### Text block
[Start of Attachment]
By Jami Deise
We all know someone who just can’t seem to get his life together. It could be a friend, family member, or the woman in the parking lot always asking for bus fare because her wallet just got stolen. Some of us recognize ourselves in their suffering and say, “There, but for the grace of G-d, go I.” Others are sure that this walking disaster’s own behavior is to blame for their circumstances. And then there are those who wonder what could have happened to this person to make responsible adulthood so out of reach.
Author Melissa DeCarlo is probably in that last group. In her debut novel The Art of Crash Landing, her heroine, Matilda “Mattie” Wallace, is thirty years old, pregnant with an unwanted child, and fleeing a deadbeat boyfriend with only a few dollars to her name, six garbage bags of belongings and her dead mother’s 1978 Chevy Malibu. She is a far cry from the women’s fiction heroines whose biggest problems are cheating rich husbands and spoiled teenage children. And DeCarlo, in her first-person narration, takes care to ensure that Mattie is aware of her shortcomings. She’s not going to be around to help her stepfather deal with his cancer diagnosis. She’ll take things that don’t belong to her because she’s broke. She’ll lie to try to get herself out of a jam.
[End of Attachment]
### Recorded data
[Start of Attachment]
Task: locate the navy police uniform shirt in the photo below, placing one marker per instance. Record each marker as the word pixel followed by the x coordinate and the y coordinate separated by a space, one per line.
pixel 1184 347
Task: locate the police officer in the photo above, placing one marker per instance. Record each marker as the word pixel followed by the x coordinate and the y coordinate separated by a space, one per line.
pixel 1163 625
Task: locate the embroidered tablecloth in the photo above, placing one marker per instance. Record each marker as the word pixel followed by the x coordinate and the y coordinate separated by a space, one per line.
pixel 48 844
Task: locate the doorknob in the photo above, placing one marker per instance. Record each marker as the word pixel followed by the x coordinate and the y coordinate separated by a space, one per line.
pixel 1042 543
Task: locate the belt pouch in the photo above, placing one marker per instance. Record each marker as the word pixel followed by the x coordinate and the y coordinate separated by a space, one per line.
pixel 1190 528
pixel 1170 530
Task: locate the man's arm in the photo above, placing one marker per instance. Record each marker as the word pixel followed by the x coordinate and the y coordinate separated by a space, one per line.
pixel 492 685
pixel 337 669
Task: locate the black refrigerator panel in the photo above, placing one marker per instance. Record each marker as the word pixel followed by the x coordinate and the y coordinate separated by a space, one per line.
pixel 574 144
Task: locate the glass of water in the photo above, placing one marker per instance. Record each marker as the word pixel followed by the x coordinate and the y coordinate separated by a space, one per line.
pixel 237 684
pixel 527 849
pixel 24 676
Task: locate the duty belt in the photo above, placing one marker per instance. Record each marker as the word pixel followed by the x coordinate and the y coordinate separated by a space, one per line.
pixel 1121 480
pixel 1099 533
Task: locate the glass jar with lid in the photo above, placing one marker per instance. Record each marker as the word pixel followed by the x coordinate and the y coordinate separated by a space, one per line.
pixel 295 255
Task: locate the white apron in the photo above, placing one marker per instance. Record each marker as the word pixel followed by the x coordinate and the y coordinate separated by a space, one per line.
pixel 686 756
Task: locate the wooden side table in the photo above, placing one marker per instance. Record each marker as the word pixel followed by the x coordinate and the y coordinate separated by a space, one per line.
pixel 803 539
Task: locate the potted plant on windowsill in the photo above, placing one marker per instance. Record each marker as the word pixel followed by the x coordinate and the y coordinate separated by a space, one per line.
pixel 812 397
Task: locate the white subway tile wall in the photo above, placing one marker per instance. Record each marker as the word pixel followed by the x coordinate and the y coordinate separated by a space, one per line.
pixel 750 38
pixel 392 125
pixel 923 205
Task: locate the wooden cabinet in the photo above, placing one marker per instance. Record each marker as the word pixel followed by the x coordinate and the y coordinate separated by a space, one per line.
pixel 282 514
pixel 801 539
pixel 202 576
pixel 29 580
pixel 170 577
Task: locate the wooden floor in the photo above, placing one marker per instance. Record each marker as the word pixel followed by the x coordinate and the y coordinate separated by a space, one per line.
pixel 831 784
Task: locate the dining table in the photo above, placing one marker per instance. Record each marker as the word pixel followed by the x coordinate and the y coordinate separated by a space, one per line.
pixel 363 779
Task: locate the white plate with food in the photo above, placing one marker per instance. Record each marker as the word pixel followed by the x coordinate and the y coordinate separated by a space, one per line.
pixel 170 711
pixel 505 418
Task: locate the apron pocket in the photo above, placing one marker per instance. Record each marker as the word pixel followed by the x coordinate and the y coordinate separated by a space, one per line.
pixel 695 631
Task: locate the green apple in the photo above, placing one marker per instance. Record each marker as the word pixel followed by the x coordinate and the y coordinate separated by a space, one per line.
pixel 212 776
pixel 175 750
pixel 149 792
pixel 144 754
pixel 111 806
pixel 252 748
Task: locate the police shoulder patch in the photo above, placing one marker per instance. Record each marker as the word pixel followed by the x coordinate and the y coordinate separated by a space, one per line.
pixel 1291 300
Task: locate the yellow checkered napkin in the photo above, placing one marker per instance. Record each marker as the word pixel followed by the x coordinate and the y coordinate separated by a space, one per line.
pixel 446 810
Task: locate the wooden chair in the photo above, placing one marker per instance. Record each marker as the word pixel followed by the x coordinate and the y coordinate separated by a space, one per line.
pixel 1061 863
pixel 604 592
[End of Attachment]
### Parts of the exercise
[1] Using the review of The Art of Crash Landing, decide whether each statement agrees with it: (a) Mattie Wallace is thirty years old; (b) The Art of Crash Landing is Melissa DeCarlo's second novel; (c) the novel is narrated in the third person. For each, answer yes or no and quote the words of the review that settle it.
[2] Write the next part of the review of The Art of Crash Landing, picking up after its final sentence.

### Per-task answers
[1]
(a) Yes: "is thirty years old"
(b) No: "In her debut novel The Art of Crash Landing"
(c) No: "in her first-person narration"

[2]
How does someone end up failing at adulthood? As far as Mattie is concerned, it’s all her mother’s fault. Genie died two years ago, and her life was just as chaotic as Mattie’s. She dragged Mattie around from boyfriend to boyfriend, job to job, alcoholic bender to alcoholic bender. Her brief marriage to Queeg represented the only few years of calm in their lives, and Genie messed it up by falling off the wagon again. Mattie’s strongest memory is nearly drowning at the age of seven while her mother flirted with some guy on the beach, oblivious to her daughter’s struggles.
We meet Mattie as she’s fleeing from her latest loser boyfriend, Nick. When she stops at Queeg’s, he tells her a lawyer from Gandy, Oklahoma has been trying to get in touch with her. Her grandmother has died, and Mattie is her only heir. Mattie is shocked. She thought her mother’s mother had died a long time ago.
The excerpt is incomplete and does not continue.